[Source records]:
--- START ---

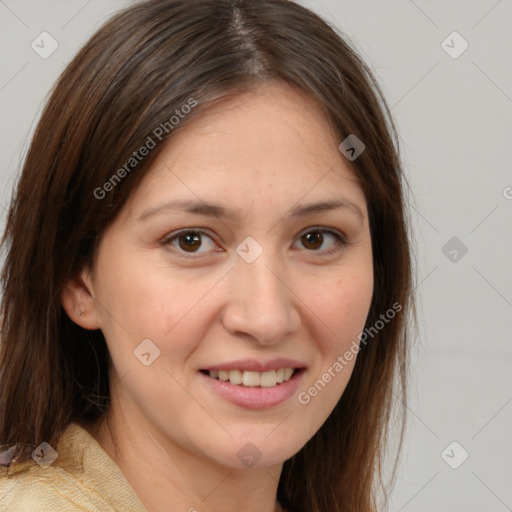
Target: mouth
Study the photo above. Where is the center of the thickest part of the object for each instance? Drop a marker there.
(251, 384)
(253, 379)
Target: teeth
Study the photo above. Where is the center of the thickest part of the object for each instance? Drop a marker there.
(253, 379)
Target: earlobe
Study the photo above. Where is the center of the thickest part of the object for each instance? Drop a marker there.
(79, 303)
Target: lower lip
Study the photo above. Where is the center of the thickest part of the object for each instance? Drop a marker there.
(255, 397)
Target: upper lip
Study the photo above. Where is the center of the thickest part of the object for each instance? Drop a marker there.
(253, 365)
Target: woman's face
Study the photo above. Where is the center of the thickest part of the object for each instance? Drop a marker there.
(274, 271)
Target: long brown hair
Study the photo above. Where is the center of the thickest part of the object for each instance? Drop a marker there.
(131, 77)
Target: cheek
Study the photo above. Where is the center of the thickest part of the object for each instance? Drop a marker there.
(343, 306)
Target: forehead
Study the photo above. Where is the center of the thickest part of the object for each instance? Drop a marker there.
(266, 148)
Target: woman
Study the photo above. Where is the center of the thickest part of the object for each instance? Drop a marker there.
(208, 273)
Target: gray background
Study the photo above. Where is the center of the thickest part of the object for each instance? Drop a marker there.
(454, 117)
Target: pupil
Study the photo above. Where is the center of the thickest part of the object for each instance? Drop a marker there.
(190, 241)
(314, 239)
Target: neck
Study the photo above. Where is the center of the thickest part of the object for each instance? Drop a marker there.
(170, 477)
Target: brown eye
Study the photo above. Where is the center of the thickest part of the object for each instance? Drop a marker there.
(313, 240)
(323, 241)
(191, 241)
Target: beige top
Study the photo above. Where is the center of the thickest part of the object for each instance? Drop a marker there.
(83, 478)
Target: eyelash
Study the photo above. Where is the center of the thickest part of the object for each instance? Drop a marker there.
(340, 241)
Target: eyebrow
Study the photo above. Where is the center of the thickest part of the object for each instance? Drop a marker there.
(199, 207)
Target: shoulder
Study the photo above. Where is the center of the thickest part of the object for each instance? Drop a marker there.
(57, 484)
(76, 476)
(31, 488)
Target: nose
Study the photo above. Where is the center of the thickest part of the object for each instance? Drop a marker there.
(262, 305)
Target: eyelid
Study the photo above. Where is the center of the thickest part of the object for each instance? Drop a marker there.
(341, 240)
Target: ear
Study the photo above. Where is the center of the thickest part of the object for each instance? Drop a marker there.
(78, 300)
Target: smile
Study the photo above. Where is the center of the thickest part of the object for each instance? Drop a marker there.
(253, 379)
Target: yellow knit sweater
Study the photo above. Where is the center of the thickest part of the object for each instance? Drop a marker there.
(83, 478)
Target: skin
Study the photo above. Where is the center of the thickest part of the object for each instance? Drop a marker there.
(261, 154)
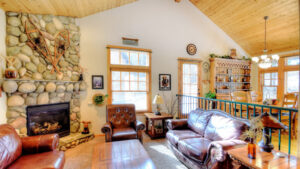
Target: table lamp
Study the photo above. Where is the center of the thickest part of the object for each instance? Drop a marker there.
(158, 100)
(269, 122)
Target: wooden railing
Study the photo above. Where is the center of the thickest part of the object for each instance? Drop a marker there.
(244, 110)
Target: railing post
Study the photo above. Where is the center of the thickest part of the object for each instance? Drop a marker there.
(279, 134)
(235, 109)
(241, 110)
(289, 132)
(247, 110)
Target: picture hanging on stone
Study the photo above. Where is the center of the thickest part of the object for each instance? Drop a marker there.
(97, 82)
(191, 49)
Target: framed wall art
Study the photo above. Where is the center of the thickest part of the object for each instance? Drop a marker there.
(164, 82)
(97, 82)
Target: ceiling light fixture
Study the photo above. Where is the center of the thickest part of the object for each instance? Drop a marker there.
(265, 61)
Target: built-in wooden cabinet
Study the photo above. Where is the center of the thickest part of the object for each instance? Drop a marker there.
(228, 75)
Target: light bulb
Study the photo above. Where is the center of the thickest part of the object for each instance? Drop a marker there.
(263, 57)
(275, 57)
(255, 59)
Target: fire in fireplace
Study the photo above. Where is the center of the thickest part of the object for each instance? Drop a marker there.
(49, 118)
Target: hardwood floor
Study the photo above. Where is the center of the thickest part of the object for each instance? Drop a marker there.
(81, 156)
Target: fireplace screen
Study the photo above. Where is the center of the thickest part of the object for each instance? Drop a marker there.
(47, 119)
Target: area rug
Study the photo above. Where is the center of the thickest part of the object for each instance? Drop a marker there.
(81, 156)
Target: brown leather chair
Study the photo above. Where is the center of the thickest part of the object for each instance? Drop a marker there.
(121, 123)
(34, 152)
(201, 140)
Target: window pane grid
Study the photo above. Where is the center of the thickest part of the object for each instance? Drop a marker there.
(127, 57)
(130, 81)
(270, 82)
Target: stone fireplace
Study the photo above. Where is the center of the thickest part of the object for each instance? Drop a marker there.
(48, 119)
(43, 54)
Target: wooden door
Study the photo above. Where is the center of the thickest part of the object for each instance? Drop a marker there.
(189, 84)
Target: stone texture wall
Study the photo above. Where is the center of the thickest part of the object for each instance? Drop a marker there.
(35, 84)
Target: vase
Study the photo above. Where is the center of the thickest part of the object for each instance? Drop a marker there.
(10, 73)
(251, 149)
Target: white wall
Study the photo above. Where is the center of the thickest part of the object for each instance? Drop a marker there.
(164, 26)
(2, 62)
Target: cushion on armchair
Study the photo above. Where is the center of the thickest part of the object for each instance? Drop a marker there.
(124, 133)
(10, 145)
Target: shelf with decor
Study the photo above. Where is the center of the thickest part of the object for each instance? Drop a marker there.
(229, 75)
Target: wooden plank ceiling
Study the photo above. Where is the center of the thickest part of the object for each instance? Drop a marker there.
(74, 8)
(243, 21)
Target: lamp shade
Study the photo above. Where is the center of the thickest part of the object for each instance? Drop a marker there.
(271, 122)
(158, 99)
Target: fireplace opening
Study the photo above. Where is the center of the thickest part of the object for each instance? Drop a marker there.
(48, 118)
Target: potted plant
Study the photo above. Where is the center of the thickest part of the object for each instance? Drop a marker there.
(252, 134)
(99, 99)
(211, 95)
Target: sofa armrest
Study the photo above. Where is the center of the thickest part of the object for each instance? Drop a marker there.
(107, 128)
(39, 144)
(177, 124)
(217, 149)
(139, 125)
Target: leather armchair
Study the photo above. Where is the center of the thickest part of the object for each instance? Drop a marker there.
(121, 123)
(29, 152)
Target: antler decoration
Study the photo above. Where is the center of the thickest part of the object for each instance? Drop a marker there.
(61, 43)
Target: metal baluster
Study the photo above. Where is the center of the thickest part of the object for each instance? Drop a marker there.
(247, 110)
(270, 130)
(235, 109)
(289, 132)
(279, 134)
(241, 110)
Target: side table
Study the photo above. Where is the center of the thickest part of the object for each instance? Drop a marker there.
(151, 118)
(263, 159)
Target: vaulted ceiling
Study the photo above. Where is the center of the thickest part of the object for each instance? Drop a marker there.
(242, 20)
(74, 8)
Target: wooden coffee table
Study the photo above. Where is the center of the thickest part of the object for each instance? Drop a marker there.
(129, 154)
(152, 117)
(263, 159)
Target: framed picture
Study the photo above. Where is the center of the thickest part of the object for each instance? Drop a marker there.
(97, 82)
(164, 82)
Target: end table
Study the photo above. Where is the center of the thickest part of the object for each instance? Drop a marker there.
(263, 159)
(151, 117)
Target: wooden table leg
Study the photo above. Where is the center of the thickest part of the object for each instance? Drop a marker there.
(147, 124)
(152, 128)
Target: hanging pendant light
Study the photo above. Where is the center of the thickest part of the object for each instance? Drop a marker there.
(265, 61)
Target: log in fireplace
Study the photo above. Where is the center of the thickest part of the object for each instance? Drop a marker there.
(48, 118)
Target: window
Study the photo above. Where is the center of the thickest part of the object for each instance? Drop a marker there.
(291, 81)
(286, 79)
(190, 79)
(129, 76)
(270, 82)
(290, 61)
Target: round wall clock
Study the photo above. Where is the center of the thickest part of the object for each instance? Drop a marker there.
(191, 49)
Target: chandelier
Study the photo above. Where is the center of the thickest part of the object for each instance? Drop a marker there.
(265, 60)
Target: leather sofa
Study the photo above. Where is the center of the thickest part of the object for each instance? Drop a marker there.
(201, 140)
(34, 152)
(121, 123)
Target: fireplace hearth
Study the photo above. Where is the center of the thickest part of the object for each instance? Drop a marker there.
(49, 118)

--- END ---

[What you need to do]: Please repeat, with no pictures, each line from the start of the records above through the line with "Target: forehead", inclusive, and only those.

[Task output]:
Target: mouth
Study the photo above. Where is the center of the thickest part of the object for each instance? Drop a marker there.
(251, 384)
(253, 379)
Target: teeth
Study the photo above. Where is the center of the thickest part of the object for each instance? Drop a marker there.
(253, 379)
Target: earlobe
Study the photo above. Where is the center of the thickest part of the object for each instance? Drop a marker there.
(79, 303)
Target: lower lip
Study the photo above. Where is the center of the thickest part of the object for each instance? Drop a marker there.
(255, 397)
Target: upper lip
Study the photo above. Where is the center of the thickest part of the object for each instance? Drop a marker there.
(253, 365)
Target: woman's face
Study the photo above. Where is the center of the thickest part of the object for each instance? Drop a marker there.
(274, 271)
Target: long brown hair
Study the photo above. Where is the center of the thickest part of the object for each instance? Drop a marker there.
(131, 77)
Target: cheek
Study the photo above. Where is the center of the thickest part of the object for each instance? Drop a marker there.
(343, 306)
Target: forehead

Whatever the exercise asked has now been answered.